Copy the data from its first line through the line with "x=18, y=318", substituting "Label" for every "Target" and leaving everything else unchanged.
* Begin AVAILABLE RECORDS *
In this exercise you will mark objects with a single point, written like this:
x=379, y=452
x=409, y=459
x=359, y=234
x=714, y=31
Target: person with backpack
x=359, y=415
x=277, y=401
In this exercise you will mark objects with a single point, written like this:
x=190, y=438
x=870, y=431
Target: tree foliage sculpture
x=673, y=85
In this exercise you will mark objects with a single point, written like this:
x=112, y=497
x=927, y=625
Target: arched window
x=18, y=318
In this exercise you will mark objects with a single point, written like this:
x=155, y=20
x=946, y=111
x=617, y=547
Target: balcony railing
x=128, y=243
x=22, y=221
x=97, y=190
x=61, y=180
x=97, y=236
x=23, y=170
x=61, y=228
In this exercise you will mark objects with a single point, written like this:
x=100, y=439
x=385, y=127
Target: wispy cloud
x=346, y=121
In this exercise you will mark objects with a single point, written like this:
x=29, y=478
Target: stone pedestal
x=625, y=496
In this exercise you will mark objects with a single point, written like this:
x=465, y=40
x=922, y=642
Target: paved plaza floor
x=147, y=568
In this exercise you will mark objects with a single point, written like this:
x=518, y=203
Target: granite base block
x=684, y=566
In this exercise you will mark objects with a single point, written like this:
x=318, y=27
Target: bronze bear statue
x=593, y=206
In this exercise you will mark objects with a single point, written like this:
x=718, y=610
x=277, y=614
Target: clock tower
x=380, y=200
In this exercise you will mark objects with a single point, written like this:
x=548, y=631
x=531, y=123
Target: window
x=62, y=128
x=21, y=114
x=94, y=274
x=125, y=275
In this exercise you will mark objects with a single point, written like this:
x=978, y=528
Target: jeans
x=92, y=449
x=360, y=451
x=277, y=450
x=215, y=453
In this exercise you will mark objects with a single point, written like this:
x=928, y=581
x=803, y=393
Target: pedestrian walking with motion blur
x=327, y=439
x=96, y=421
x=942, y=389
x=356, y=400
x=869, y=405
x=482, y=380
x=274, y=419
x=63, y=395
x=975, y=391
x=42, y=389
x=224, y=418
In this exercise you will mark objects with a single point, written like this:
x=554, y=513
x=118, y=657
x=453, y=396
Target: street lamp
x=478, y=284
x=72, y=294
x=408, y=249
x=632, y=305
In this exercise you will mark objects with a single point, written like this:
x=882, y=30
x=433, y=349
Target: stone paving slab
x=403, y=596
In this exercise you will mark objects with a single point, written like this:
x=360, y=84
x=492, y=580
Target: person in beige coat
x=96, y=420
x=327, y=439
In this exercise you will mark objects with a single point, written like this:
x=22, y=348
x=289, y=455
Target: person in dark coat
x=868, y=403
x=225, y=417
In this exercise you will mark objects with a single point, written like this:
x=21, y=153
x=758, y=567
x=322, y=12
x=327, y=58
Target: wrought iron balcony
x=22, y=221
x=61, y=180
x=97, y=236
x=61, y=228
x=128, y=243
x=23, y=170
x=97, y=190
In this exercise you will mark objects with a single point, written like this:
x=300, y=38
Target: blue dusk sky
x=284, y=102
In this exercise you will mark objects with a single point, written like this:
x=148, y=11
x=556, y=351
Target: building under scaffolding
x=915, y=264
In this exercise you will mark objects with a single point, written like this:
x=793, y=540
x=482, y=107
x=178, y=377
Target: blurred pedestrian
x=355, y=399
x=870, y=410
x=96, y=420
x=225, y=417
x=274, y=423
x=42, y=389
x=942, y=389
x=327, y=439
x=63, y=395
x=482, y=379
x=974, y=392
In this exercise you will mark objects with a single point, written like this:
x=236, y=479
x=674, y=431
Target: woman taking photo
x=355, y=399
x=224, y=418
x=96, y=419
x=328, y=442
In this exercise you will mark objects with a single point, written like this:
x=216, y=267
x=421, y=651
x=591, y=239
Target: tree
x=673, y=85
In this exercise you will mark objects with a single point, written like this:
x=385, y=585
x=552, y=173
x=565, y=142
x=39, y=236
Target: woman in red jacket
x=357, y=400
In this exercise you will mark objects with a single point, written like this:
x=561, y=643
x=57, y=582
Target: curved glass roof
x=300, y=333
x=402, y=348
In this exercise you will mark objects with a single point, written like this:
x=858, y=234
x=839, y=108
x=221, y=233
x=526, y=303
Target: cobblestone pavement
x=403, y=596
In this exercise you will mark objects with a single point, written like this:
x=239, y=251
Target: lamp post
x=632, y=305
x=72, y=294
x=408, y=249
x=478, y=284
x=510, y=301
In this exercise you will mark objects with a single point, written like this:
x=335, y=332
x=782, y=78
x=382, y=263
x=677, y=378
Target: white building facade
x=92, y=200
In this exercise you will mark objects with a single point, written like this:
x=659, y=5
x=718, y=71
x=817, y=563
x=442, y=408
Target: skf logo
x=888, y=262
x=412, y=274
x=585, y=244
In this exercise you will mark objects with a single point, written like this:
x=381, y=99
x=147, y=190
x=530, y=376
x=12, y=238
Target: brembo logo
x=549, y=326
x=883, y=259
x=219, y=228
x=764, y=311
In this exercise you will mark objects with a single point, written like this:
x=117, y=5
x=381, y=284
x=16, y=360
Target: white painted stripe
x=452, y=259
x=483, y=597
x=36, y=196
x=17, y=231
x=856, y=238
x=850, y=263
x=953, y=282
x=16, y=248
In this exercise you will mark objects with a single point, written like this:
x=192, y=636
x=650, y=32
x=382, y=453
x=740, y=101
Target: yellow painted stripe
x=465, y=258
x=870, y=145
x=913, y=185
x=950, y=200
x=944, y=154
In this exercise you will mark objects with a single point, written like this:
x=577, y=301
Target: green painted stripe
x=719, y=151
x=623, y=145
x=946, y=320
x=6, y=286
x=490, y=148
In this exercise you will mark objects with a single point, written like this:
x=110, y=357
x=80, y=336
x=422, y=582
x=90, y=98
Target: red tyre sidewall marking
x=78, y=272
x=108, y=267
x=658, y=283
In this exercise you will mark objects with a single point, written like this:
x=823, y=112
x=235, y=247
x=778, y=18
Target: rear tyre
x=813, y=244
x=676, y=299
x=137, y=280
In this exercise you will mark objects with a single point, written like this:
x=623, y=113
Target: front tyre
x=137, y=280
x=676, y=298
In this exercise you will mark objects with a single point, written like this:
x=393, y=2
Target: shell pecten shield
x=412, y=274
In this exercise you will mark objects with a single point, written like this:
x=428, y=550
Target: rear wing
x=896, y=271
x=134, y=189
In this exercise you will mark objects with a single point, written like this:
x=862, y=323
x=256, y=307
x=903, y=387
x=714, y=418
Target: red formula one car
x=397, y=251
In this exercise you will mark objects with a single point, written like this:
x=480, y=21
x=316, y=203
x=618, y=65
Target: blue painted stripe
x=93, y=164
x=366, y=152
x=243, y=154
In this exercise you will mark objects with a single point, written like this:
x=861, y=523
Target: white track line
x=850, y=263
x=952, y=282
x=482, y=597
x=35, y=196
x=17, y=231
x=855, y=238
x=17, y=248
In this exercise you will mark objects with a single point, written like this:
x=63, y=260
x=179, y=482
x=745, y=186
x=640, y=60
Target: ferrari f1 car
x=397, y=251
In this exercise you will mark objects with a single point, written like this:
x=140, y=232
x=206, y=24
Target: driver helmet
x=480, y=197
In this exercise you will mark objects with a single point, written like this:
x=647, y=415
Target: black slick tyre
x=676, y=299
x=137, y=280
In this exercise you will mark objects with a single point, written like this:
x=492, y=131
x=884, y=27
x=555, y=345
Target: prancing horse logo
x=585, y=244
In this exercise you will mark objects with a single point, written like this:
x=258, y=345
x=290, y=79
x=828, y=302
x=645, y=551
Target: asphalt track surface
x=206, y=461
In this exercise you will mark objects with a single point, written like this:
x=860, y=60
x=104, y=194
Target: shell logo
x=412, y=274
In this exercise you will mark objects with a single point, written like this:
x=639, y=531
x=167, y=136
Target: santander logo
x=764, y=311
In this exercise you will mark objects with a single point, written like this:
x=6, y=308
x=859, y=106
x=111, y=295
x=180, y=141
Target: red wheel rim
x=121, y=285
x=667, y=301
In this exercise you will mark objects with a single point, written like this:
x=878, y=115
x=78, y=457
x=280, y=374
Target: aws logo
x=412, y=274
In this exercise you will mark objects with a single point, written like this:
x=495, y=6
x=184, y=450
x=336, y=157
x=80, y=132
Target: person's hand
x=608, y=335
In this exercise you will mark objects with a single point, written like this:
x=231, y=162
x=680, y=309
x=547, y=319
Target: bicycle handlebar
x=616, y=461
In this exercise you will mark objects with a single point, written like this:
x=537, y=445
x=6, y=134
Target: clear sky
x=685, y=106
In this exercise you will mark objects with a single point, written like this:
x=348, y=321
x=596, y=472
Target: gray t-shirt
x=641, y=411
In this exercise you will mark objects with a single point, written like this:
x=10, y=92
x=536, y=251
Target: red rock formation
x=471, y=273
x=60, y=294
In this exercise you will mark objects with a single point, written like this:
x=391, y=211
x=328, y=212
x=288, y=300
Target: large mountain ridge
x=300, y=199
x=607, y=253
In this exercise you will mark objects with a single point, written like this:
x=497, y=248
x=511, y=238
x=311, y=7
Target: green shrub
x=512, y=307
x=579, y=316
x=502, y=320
* End AVAILABLE RECORDS *
PROBLEM SOLUTION ::
In this exercise you will mark objects with a single point, written like this:
x=379, y=452
x=409, y=459
x=359, y=234
x=714, y=31
Label: person with backpack
x=359, y=415
x=277, y=401
In this exercise you will mark objects with a single point, written like this:
x=190, y=438
x=870, y=431
Label: tree foliage sculpture
x=673, y=85
In this exercise you will mark objects with a single point, written like this:
x=112, y=497
x=927, y=625
Label: arched window
x=18, y=318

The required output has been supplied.